=== PAGE EXTRACT ===
AMENDMENT NATIONAL ATLANTIC HOLDINGS CORPORATION EMPLOYEE STOCK OPTION AGREEMENT
EXHIBIT 10.2
AMENDMENT
NATIONAL ATLANTIC HOLDINGS CORPORATION
EMPLOYEE STOCK OPTION AGREEMENT
WHEREAS, National Atlantic Holdings Corporation, a New Jersey corporation (the “Company”), granted (the “Optionee”) a stock option (the “Option”) to purchase [ ] shares of the Company’s Class B Nonvoting Common Stock at an exercise price of $[ ] per share pursuant to an Employee Stock Option Agreement dated June 15, 1995 (the “Agreement”) issued under the Company’s Nonstatutory Stock Option Plan (the “Plan”);
WHEREAS, the Board of Directors of the Company, and the shareholders of the Company at the Company’s 2005 Annual Meeting of Shareholders, have approved an amendment to the Plan that provides as follows:
“APPENDIX A
Notwithstanding any other provision of the Plan to the contrary, the Board shall be authorized to amend the Employee Stock Option Agreements dated June 15, 1995 for each of Xxxxx X. Xxxxxx, Xxxxx X. Xxxxxxxx, Xx. and Xxxxxx X. Xxxxxxxx to extend the exercise period for the Options granted thereunder through December 31, 2005.”

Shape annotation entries

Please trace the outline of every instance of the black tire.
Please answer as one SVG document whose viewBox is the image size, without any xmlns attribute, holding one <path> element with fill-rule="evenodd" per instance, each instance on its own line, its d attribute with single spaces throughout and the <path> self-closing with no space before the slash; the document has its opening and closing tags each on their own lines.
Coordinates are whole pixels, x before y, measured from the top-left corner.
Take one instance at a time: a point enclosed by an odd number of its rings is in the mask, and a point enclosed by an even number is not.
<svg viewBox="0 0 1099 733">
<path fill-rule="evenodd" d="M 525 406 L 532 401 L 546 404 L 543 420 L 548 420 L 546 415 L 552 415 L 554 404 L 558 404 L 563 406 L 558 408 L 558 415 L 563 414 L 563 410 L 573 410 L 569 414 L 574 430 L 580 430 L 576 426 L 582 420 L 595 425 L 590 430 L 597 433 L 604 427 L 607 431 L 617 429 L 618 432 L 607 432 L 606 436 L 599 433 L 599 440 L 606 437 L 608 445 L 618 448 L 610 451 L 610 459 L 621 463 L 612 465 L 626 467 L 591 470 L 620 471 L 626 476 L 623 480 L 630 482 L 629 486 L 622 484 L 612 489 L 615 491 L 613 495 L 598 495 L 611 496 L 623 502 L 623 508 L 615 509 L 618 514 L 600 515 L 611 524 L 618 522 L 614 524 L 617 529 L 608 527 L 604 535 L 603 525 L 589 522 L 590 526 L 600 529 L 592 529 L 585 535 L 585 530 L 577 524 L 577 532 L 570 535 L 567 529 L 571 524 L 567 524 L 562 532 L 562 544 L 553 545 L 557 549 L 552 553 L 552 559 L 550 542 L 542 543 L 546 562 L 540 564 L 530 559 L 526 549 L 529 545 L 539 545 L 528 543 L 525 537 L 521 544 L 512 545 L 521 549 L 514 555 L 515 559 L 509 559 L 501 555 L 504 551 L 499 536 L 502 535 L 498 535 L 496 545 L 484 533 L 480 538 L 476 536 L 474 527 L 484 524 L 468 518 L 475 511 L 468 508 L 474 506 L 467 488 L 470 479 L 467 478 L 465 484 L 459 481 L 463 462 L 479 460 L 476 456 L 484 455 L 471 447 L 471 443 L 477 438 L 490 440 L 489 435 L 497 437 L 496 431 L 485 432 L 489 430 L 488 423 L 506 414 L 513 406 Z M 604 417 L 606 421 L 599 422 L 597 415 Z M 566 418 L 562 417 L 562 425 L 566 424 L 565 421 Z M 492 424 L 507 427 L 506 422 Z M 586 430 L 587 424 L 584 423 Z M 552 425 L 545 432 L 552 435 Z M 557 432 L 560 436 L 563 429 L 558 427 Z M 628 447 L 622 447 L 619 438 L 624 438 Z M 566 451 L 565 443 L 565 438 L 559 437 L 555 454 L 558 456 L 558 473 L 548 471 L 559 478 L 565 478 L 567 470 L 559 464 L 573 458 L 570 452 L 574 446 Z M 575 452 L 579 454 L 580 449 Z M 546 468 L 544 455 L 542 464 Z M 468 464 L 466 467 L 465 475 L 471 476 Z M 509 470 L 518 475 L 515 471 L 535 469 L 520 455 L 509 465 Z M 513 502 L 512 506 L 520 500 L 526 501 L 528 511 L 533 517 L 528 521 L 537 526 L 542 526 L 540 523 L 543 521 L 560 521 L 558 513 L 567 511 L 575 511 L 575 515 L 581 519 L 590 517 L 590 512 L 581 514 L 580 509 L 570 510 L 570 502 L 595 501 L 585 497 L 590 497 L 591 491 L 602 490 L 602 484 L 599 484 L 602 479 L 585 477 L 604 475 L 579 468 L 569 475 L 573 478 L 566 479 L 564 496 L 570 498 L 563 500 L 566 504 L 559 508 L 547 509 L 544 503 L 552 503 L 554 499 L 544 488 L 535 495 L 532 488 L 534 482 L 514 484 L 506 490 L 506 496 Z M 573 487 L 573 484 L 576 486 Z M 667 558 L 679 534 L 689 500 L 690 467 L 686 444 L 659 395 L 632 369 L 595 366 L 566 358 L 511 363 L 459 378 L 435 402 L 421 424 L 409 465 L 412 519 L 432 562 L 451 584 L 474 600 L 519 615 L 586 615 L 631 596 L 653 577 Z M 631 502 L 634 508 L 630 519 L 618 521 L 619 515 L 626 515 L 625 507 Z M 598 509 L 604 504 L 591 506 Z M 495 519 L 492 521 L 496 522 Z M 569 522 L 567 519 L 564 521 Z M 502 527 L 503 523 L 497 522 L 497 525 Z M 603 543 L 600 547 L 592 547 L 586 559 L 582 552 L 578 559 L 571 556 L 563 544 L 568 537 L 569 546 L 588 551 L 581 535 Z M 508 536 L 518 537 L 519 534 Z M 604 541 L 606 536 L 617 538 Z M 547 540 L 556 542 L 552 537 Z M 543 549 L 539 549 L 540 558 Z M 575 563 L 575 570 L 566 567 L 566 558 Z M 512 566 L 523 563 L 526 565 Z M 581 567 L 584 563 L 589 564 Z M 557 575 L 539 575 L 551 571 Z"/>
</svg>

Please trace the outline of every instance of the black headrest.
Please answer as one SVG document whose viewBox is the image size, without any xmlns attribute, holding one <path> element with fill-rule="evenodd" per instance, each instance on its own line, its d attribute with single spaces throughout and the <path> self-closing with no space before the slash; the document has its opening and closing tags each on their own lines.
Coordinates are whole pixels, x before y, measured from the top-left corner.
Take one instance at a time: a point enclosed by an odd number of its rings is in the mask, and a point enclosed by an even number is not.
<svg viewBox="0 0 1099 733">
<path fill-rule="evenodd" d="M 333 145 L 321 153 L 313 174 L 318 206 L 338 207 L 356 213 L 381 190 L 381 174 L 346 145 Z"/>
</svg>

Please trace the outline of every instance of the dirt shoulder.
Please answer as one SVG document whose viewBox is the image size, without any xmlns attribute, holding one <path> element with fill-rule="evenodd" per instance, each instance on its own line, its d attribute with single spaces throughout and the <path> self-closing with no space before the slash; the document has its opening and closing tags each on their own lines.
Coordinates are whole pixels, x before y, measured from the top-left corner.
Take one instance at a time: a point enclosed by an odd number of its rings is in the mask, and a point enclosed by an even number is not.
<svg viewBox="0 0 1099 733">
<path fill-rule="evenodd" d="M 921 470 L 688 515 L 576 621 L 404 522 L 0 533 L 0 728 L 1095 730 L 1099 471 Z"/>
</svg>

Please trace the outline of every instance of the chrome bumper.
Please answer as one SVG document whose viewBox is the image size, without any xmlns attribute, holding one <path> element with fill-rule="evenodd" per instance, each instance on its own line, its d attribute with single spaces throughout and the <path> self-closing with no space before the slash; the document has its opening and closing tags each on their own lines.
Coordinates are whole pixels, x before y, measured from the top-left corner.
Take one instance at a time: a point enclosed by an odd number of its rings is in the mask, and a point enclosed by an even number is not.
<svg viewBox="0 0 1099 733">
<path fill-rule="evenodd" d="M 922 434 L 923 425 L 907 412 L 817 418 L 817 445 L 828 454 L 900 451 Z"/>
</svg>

=== DESCRIPTION OF THE TASK ===
Extend the stock option amendment past its final sentence. These rows come from a separate source and have no connection to the stock option amendment.

=== REPLY TO THE TASK ===
; and
WHEREAS, in accordance with the provisions of Appendix A to the amended Plan, the Company and the Optionee now wish to amend the Agreement as set forth herein (this “Amendment”).
NOW, THEREFORE, the Company and the Optionee hereby amend the Agreement by deleting paragraph 3(a) thereof in its entirety and replacing it with a new paragraph 3(a) to read in full as follows:
“(a) December 31, 2005;”
Except as expressly modified in this Amendment, the Agreement shall remain in full force and effect in accordance with its terms.
[SIGNATURES ON FOLLOWING PAGE]
IN WITNESS WHEREOF, the Company and the Optionee have executed this Amendment on this day of , 2005.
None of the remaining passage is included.